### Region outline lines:

***

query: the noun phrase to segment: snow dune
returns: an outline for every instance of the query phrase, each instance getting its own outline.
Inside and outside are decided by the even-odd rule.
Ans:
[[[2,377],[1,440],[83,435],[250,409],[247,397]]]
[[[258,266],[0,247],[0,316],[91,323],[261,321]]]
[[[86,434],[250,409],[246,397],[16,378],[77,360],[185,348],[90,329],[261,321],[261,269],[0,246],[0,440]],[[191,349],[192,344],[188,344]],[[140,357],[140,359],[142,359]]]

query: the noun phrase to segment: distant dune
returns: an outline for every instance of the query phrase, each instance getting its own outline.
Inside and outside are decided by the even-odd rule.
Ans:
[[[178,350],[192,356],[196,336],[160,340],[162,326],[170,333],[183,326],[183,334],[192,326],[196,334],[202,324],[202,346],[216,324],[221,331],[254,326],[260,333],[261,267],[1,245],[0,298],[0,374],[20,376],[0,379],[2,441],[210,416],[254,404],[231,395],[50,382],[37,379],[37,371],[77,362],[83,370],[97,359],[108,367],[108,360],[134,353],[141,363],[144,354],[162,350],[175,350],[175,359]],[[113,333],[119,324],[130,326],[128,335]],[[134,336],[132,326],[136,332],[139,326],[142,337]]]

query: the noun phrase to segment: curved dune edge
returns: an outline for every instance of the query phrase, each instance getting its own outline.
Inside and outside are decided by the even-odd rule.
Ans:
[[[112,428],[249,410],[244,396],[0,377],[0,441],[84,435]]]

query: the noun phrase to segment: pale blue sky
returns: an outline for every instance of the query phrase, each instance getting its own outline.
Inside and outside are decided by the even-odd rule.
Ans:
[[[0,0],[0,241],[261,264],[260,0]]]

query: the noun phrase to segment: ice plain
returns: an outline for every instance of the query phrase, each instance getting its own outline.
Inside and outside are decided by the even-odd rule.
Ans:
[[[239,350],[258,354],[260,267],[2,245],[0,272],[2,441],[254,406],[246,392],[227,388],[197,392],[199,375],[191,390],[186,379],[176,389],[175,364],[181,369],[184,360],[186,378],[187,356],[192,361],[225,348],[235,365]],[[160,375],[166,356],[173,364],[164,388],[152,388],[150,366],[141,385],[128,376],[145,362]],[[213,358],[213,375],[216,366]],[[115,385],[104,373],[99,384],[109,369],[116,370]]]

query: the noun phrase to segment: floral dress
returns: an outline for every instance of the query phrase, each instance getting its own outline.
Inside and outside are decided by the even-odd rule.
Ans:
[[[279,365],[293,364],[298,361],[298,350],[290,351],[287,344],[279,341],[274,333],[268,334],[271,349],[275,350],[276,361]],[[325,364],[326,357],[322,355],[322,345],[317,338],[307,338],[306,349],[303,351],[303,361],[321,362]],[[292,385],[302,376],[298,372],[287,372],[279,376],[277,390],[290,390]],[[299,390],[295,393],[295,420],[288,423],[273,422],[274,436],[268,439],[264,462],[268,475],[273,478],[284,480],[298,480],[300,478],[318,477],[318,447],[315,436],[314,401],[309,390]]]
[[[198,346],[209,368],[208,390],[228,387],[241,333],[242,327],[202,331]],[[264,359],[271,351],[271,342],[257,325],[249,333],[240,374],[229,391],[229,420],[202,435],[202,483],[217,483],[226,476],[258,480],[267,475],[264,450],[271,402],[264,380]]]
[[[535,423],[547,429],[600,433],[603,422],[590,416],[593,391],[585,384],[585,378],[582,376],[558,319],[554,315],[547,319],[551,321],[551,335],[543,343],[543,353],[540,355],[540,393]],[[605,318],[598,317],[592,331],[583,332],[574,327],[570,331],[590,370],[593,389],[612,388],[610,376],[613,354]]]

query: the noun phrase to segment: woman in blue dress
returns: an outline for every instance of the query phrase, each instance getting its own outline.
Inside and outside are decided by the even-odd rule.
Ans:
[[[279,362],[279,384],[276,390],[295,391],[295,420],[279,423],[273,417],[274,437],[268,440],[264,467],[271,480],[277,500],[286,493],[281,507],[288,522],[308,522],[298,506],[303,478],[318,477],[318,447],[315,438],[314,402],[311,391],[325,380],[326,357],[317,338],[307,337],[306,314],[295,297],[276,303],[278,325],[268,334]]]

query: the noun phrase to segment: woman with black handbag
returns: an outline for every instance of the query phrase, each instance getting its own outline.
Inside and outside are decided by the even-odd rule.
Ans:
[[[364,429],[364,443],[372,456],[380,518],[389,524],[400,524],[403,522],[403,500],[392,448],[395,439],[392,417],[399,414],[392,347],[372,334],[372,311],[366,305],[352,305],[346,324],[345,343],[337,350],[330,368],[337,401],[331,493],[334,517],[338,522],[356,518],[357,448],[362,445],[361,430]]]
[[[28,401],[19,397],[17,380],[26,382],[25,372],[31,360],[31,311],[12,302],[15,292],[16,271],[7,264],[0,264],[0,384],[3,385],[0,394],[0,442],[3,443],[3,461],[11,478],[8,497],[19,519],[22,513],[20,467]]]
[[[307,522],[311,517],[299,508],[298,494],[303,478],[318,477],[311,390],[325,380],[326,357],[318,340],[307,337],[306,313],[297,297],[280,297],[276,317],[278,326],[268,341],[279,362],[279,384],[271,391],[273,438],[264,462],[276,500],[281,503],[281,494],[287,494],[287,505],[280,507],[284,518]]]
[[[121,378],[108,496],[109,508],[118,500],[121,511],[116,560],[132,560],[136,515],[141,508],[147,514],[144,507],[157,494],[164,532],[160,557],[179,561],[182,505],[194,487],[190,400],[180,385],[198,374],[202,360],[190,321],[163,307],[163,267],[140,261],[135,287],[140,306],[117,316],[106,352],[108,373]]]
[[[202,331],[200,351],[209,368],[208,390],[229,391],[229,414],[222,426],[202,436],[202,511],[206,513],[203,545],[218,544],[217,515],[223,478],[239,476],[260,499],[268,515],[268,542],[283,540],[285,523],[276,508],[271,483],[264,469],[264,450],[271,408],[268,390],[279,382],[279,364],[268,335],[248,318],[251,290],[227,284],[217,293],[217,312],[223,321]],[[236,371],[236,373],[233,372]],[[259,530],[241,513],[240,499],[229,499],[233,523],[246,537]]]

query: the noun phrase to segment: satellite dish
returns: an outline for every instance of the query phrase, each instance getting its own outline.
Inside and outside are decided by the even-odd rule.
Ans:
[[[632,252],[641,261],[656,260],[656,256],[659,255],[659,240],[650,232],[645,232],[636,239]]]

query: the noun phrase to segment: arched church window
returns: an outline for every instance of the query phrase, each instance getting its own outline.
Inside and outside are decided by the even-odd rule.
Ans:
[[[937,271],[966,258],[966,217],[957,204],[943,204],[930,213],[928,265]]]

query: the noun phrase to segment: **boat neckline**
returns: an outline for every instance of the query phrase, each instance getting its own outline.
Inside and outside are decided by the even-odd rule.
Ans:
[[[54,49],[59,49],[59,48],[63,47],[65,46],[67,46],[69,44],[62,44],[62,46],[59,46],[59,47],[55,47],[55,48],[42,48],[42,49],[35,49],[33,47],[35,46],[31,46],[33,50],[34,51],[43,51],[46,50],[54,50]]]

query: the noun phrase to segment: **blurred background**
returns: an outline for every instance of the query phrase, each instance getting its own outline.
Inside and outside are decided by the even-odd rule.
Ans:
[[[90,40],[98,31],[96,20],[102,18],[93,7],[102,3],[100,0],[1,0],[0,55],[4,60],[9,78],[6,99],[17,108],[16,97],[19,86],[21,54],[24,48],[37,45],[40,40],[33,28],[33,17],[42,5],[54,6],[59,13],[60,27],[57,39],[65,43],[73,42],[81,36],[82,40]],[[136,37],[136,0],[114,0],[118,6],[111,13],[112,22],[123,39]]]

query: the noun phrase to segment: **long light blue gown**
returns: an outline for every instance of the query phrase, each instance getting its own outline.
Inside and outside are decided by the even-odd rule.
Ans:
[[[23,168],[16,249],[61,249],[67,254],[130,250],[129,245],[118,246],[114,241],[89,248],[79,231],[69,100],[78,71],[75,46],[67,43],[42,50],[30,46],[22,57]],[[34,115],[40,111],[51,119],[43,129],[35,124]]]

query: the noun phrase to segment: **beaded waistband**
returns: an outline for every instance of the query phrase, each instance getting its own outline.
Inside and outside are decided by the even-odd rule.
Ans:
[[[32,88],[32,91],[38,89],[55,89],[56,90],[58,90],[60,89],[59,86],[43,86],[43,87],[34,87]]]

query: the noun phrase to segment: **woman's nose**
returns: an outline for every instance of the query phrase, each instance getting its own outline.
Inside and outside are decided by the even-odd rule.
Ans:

***

### Task statement:
Switch "even-odd rule" to "nonzero winding rule" in the lines from the start through the line holding "[[[112,428],[249,410],[244,396],[0,377],[0,441],[84,435]]]", inclusive, and give those lines again with nothing else changed.

### Written answer:
query: the noun phrase to segment: snow dune
returns: an outline for every instance of the query phrase, each instance getting its own outline.
Inside and outside are decided by the nonzero winding rule.
Ans:
[[[2,377],[1,440],[83,435],[250,409],[247,397]]]
[[[258,266],[0,247],[0,316],[91,323],[261,321]]]
[[[86,434],[250,409],[246,397],[16,378],[77,360],[185,348],[90,329],[261,321],[261,269],[0,246],[0,440]],[[191,349],[192,344],[188,344]],[[140,357],[140,359],[142,359]]]

query: the noun phrase to segment: distant dune
returns: an outline for every instance of the query phrase, each instance getting its own outline.
Inside and outside are decided by the nonzero winding rule.
Ans:
[[[178,350],[192,356],[196,336],[160,340],[162,326],[170,333],[183,326],[183,334],[192,326],[196,334],[202,324],[202,346],[216,324],[221,331],[254,326],[260,333],[261,267],[1,245],[0,298],[0,374],[20,376],[0,379],[2,441],[210,416],[254,404],[231,395],[50,382],[37,379],[37,371],[77,362],[83,370],[97,359],[108,367],[108,360],[134,353],[141,363],[144,354],[162,350],[175,350],[175,359]],[[113,333],[119,324],[130,326],[128,335]],[[134,336],[132,326],[136,332],[139,326],[142,337]]]

query: the noun phrase to segment: curved dune edge
returns: an outline for every instance of the query phrase, each instance getting its own outline.
Inside and outside are decided by the nonzero winding rule.
Ans:
[[[112,428],[249,410],[244,396],[0,377],[0,441],[84,435]]]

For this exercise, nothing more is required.